§ **Jouw opdrachten**:
- A) Schrijf uit de tekst over shredderafval het stuk dat begint bij "Maximum overig shredderafval" en eindigt bij "niet te realiseren." woord voor woord over.
- B) Beantwoord aan de hand van de tekst over shredderafval de volgende vragen:
(i) In welk plan staat de noviteit over de inperking van 'overig shredderafval'?
(ii) Hoe hoog is het maximum dat geldt voor het shredderafval van autowrakken?
(iii) Waaruit ontstaat het complexe shredderafval onder andere?
- C) Zet de alinea uit de tekst over shredderafval die begint met "Het Afvalplan Shredderafval bevat" om in een beknopte opsomming met de belangrijkste feiten.

§ **Leestekst**:
Maximum overig shredderafval
Het Afvalplan Shredderafval bevat als noviteit dat de inperking van het te storten materiaal voor ‘overig shredderafval’ wordt gelijkgesteld aan het maximumpercentage dat geldt voor het shredderafval van autowrakken. Dat maximum bedraagt 5% van de input van de eerste shredder. De consistente samenstelling van het auto-shredderafval is echter niet te vergelijken met het complexe shredderafval, dat ontstaat uit o.a. welvaartsschroot en AEEA. Het opnemen van een maximum voor overig shredderafval van 5% van de totale input van de eerste shredderinstallatie is om die redenen technisch en financieel-economisch niet te realiseren.

§ **Verstrekte gegevens**:
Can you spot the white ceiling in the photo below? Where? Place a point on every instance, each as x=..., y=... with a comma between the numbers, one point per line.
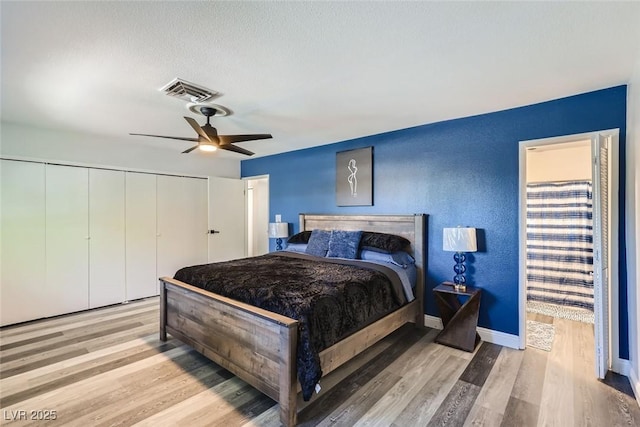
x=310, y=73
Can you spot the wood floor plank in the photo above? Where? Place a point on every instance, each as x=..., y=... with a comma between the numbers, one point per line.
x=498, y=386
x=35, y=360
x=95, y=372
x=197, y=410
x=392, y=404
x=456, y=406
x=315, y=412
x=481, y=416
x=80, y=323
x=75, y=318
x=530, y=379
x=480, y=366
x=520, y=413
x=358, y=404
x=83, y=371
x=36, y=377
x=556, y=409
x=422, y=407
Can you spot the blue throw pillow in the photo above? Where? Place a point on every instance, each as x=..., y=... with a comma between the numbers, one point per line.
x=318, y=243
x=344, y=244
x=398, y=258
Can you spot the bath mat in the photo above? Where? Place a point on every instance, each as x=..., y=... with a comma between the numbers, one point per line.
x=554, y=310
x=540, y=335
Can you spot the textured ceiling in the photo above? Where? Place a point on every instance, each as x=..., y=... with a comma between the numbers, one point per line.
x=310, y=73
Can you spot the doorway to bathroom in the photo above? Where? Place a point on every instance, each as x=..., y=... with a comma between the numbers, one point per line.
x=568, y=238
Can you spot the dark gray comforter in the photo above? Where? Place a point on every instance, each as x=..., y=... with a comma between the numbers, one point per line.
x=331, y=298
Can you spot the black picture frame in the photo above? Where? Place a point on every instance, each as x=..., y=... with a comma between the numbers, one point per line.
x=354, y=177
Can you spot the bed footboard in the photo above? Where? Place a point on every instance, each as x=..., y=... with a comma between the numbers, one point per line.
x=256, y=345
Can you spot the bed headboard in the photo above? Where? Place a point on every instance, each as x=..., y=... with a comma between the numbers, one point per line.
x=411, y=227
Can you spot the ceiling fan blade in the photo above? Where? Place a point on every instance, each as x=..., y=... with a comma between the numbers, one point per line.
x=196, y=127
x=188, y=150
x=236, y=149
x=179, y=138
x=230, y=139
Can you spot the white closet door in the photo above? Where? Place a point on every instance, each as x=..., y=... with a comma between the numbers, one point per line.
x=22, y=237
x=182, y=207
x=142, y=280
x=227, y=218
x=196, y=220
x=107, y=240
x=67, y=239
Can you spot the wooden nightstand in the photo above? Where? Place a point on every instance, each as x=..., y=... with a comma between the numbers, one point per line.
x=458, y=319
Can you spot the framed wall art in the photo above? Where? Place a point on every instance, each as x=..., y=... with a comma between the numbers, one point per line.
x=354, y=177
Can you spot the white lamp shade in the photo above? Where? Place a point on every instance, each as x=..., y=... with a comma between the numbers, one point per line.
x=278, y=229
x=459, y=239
* * *
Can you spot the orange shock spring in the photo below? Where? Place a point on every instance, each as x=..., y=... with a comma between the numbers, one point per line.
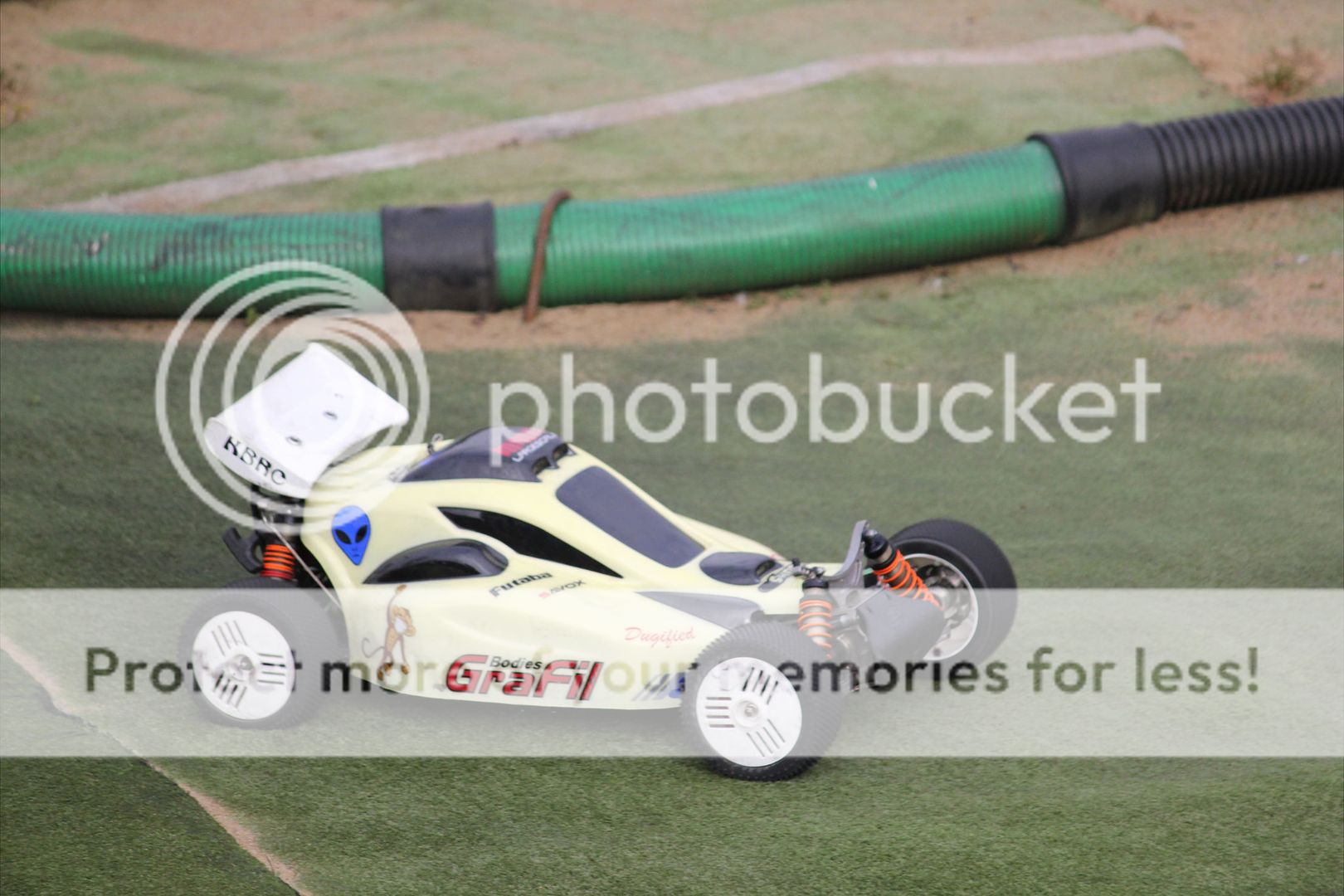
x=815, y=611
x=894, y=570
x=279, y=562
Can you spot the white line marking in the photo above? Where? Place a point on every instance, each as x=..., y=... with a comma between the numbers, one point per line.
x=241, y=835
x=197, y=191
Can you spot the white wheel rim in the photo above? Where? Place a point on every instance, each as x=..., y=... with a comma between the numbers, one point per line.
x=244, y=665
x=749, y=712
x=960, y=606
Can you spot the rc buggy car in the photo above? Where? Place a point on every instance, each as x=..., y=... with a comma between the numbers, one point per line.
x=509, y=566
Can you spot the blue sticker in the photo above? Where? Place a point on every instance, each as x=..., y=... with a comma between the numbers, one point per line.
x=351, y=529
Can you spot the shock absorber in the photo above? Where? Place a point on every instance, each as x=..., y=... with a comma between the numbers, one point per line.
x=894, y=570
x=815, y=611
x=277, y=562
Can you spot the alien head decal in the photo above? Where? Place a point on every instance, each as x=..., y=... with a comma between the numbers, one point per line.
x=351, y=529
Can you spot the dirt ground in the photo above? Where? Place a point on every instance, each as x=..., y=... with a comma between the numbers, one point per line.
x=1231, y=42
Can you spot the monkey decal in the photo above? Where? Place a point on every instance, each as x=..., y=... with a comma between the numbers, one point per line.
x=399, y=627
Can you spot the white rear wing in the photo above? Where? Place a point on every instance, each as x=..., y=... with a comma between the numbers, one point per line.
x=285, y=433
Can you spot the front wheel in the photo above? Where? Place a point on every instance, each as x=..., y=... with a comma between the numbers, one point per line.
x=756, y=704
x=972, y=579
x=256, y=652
---
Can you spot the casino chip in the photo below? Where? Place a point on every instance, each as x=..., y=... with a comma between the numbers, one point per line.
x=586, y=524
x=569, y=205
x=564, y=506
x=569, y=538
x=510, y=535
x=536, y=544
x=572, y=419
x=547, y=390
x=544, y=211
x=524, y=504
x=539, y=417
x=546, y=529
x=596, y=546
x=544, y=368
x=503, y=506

§ **Antwoorden per opdracht**:
- A)
Maximum overig shredderafval
Het Afvalplan Shredderafval bevat als noviteit dat de inperking van het te storten materiaal voor ‘overig shredderafval’ wordt gelijkgesteld aan het maximumpercentage dat geldt voor het shredderafval van autowrakken. Dat maximum bedraagt 5% van de input van de eerste shredder. De consistente samenstelling van het auto-shredderafval is echter niet te vergelijken met het complexe shredderafval, dat ontstaat uit o.a. welvaartsschroot en AEEA. Het opnemen van een maximum voor overig shredderafval van 5% van de totale input van de eerste shredderinstallatie is om die redenen technisch en financieel-economisch niet te realiseren.

- B)
(i) In het Afvalplan Shredderafval.
(ii) 5% van de input van de eerste shredder.
(iii) Uit welvaartsschroot en AEEA.

- C)
- Nieuw in het Afvalplan Shredderafval: de inperking van te storten 'overig shredderafval' wordt gelijkgesteld aan het maximumpercentage voor shredderafval van autowrakken.
- Dat maximum is 5% van de input van de eerste shredder.
- Auto-shredderafval heeft een consistente samenstelling en is niet te vergelijken met complex shredderafval uit o.a. welvaartsschroot en AEEA.
- Een maximum van 5% voor overig shredderafval is daarom technisch en financieel-economisch niet te realiseren.